● Extracted information:
▬▬▬

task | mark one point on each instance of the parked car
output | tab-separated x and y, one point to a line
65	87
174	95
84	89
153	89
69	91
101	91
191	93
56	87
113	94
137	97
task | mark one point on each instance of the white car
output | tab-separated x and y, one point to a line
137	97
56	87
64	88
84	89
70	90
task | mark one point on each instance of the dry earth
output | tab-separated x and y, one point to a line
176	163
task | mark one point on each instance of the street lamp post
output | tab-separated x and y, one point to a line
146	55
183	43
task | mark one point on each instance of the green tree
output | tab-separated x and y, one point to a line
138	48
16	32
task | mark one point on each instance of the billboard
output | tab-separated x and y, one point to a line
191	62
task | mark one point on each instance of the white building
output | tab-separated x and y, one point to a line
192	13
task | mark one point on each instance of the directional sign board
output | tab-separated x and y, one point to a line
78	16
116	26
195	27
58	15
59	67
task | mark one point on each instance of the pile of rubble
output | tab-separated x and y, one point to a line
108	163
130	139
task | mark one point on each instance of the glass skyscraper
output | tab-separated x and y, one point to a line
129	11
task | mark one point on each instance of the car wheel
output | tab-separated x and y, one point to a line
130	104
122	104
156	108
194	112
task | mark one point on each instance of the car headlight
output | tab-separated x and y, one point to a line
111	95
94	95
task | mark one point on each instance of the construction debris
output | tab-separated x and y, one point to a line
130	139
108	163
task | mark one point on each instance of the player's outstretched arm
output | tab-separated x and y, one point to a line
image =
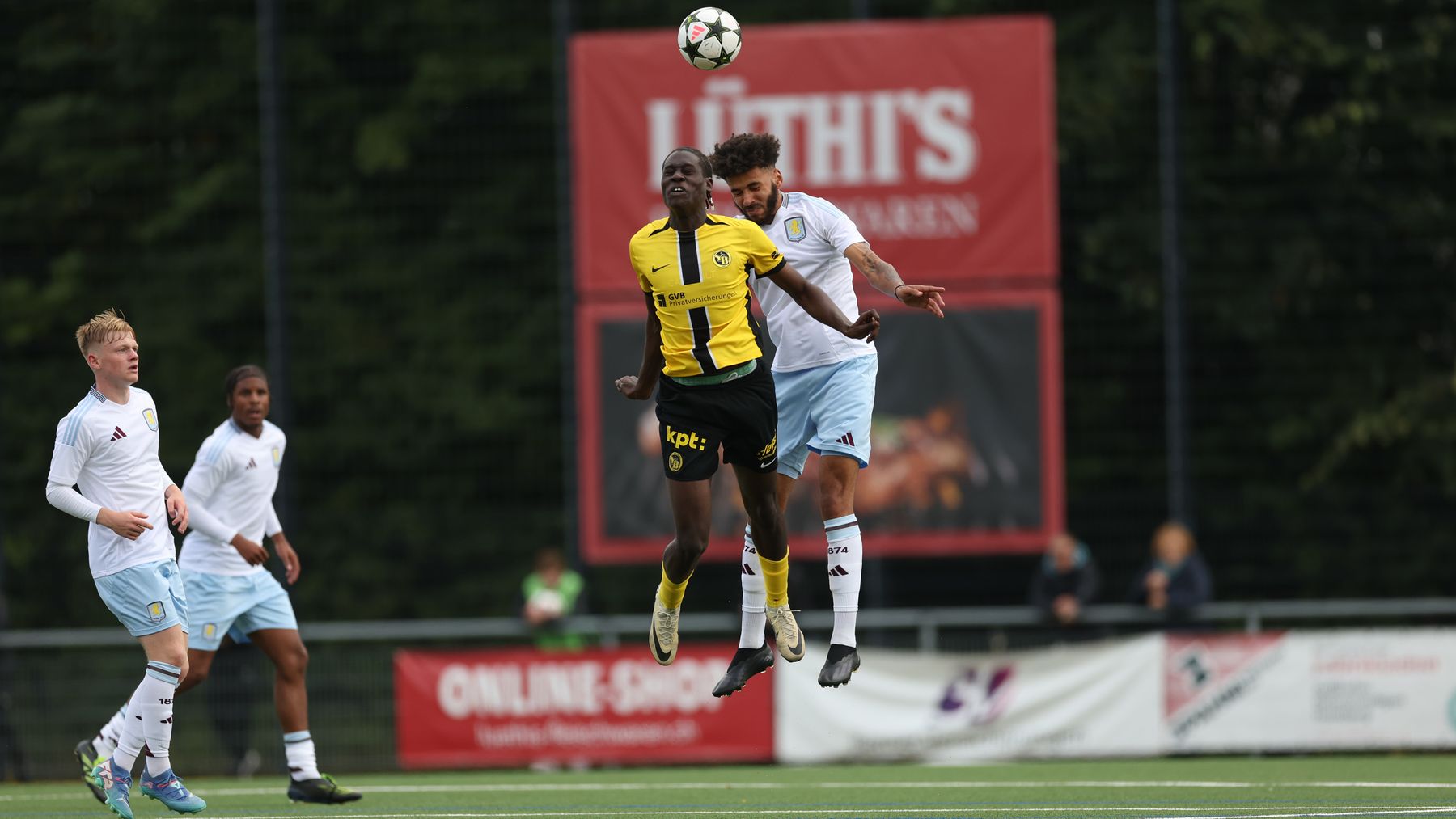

▬▬▬

● Task statement:
Render every line of the records above as a numbered list, skipping any blank lines and leaving out the pictures.

● The completed task:
1. task | mark one point on each instance of the parked car
2. output | tab-separated x and y, one point to a line
3. 65	87
4. 174	95
5. 84	89
6. 153	89
7. 69	91
8. 101	91
9. 191	93
10. 56	87
11. 113	94
12. 137	97
13. task | mark one point on each instance of the white car
14. output | tab-separated x and y, one point to a line
15. 137	97
16. 56	87
17. 64	88
18. 84	89
19. 70	90
20. task | mark one point on each instance of the dry earth
21. output | tab-separated x and y, one point to a line
22. 176	163
23. task | mark one point on each instance of the street lamp post
24. output | tab-separated x and y, one point to a line
25. 146	55
26. 183	43
27. task | mark one point on each instance of the green tree
28. output | tab-separated x and y, one point to a line
29. 138	48
30. 16	32
31. task | mark one point on each instance of the billboard
32. output | tab-separated x and y, one point to a line
33. 191	62
34. task | mark one point on each instance of the white building
35. output | tab-separated x and y, one point to a line
36. 192	13
37. task | mark one point on each instance of the directional sign board
38. output | tab-separated x and y, one point to a line
39. 78	16
40. 116	26
41. 195	27
42. 58	15
43. 59	67
44. task | mark one point on each instance of the pile of rubble
45. output | tab-separated x and y, one point to a line
46. 108	163
47. 130	139
48. task | mark one point on each instance of the glass skyscraper
49. output | tab-separated x and y, one point to a line
50. 129	11
51. task | mark one point on each instance of the car wheel
52. output | tab-separated x and y, one point to a line
53. 130	104
54. 122	104
55. 156	108
56. 194	112
57. task | mark one point on each instance of the car headlight
58. output | tab-separated x and y, one point to a line
59. 111	95
60. 94	95
61. task | mark one point on each instance of the construction debris
62. output | tab-separated x and y, one point to a line
63. 130	139
64. 108	163
65. task | mark one point on each instance of the player's outstretched arm
66. output | tab-separated x and y, one point to a line
67. image =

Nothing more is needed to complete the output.